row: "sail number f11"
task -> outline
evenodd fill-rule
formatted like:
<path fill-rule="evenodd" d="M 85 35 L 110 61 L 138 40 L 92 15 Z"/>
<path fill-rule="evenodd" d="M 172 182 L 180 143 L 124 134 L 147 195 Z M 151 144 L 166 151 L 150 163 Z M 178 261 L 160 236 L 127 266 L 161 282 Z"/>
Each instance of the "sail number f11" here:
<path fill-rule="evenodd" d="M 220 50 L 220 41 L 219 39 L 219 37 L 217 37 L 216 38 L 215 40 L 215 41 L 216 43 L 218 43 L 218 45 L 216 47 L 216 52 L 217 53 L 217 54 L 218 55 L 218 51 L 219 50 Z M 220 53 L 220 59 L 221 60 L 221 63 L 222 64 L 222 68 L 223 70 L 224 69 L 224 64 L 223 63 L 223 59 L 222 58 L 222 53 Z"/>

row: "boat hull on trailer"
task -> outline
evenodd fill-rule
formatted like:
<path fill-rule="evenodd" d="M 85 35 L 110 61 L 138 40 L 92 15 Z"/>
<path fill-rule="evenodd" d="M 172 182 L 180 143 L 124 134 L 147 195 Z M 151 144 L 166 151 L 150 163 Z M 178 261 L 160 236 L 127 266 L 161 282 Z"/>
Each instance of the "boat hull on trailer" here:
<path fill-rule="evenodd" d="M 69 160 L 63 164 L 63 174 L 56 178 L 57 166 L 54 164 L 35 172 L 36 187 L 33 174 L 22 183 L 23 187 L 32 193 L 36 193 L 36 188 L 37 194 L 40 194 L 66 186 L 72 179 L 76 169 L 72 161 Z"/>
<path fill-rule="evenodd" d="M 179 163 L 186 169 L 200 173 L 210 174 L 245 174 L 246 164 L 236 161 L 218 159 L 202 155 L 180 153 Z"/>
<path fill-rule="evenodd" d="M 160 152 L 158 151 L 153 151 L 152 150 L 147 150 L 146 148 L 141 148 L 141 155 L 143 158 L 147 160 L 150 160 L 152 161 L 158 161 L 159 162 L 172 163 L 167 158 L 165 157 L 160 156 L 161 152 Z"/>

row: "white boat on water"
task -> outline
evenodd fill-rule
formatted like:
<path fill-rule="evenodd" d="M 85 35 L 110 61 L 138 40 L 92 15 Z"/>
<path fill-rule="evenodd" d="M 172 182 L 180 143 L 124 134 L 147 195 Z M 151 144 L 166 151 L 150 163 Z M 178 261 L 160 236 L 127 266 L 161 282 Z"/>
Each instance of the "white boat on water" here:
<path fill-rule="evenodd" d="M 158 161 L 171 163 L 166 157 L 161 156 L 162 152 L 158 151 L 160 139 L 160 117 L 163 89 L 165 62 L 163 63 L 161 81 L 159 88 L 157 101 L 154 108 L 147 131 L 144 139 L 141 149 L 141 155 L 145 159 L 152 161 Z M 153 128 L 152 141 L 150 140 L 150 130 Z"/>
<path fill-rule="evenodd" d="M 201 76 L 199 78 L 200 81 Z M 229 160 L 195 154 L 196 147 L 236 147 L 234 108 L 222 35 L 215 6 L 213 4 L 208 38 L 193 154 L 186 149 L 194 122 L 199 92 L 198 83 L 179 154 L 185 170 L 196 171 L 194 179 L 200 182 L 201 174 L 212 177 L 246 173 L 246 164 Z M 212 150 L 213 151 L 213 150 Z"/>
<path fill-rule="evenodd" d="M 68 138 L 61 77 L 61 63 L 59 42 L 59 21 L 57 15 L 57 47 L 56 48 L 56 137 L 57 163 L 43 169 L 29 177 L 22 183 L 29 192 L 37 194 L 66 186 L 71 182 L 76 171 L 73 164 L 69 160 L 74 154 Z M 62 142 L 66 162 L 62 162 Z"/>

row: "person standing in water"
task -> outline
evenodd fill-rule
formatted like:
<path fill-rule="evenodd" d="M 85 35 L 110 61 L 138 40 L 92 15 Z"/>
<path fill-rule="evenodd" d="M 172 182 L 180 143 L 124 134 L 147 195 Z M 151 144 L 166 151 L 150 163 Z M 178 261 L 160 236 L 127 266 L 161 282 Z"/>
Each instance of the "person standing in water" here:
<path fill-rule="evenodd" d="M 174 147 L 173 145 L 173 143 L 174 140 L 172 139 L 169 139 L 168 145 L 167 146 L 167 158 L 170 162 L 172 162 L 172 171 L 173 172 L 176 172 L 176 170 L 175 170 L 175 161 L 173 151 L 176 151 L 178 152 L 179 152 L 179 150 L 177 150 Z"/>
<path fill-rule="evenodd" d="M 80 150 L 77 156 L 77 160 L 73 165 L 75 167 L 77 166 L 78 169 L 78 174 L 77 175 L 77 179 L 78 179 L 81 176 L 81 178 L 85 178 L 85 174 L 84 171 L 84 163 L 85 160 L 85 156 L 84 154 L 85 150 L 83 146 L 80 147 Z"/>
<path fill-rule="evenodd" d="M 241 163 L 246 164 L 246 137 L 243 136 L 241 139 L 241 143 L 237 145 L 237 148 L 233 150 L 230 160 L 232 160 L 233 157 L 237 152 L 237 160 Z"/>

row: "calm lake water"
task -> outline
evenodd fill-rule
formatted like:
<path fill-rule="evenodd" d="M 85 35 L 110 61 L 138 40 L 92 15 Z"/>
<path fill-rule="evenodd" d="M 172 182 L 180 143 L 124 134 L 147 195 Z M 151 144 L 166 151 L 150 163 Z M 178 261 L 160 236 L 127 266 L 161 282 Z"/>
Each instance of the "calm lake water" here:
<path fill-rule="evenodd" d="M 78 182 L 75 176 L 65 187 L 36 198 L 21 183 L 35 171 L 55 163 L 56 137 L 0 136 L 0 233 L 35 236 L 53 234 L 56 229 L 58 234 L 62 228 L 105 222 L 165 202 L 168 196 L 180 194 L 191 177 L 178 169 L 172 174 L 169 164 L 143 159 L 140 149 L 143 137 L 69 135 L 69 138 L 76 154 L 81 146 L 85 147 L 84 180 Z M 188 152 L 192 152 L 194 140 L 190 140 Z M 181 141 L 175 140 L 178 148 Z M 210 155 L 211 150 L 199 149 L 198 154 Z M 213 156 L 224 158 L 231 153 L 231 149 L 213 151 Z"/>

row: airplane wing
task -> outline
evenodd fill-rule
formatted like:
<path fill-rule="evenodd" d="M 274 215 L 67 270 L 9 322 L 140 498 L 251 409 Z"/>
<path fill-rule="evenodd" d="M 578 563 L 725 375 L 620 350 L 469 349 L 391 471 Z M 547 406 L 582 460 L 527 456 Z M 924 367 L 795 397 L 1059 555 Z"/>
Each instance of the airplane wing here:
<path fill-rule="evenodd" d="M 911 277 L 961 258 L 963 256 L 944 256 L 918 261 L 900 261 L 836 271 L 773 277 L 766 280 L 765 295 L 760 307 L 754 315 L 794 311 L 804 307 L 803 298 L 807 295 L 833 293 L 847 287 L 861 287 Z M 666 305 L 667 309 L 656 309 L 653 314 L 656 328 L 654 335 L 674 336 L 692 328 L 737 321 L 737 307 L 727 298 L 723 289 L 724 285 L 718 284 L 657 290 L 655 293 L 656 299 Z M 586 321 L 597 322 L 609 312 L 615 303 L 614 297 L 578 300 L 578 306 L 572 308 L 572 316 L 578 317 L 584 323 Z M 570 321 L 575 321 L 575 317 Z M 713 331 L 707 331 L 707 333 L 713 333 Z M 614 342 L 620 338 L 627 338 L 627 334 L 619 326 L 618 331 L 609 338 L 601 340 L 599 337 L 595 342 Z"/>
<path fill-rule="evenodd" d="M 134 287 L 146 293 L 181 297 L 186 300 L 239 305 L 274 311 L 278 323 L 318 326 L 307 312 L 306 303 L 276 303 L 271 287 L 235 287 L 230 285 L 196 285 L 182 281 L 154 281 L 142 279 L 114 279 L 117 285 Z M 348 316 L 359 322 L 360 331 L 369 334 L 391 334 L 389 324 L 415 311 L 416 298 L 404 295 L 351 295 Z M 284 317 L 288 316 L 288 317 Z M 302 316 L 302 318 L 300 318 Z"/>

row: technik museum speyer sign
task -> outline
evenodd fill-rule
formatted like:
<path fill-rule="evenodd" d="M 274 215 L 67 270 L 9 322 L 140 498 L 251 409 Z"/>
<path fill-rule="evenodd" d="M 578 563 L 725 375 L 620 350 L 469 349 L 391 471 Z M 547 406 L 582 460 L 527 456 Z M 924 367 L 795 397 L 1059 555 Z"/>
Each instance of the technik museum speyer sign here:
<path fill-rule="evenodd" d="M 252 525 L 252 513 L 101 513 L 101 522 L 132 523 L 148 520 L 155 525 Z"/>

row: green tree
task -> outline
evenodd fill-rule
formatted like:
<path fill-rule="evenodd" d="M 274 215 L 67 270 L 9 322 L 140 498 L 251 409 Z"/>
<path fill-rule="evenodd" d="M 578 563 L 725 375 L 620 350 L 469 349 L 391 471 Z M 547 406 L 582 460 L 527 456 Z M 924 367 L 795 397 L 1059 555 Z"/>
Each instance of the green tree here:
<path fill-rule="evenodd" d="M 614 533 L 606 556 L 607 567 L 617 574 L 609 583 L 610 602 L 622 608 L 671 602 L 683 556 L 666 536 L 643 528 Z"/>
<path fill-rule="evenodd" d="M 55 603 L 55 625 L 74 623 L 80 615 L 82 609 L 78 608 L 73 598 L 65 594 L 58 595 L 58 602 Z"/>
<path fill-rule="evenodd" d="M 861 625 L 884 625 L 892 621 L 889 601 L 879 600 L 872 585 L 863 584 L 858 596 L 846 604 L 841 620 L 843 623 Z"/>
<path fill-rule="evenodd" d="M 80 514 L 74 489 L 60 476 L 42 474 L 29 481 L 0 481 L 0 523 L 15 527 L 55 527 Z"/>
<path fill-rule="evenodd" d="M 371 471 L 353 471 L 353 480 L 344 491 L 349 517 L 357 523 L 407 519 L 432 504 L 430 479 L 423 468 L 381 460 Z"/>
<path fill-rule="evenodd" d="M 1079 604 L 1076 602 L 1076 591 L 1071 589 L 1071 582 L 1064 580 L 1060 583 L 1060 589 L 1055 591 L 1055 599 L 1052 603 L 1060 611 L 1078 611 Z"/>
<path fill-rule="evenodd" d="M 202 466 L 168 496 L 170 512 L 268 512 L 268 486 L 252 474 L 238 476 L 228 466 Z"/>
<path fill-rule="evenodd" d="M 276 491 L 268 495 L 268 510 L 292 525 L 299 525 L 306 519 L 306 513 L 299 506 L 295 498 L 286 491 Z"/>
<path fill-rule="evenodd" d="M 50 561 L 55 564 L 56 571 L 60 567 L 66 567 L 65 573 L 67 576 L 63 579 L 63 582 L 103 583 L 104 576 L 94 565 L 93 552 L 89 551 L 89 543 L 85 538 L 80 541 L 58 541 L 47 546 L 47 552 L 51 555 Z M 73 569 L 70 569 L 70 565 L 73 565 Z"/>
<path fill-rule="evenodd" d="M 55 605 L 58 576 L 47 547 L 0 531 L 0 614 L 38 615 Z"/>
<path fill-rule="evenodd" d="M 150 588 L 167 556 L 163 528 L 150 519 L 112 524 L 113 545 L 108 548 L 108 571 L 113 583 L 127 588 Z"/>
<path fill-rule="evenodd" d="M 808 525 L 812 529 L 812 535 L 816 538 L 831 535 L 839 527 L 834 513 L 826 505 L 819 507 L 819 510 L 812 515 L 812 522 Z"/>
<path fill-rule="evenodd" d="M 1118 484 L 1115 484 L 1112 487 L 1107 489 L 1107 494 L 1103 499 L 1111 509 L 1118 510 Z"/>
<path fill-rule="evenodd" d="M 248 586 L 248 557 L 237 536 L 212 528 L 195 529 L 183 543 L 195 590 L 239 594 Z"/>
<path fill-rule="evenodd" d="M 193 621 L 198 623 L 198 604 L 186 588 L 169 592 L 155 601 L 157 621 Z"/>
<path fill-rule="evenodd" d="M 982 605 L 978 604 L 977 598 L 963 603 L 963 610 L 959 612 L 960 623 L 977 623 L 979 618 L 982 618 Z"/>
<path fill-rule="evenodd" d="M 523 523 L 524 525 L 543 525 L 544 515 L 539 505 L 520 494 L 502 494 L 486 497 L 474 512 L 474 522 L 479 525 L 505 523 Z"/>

◇ ◇ ◇ ◇

### Instructions for the task
Count the lines in the items above that contain the word "museum", and reply with only that number.

### Task response
2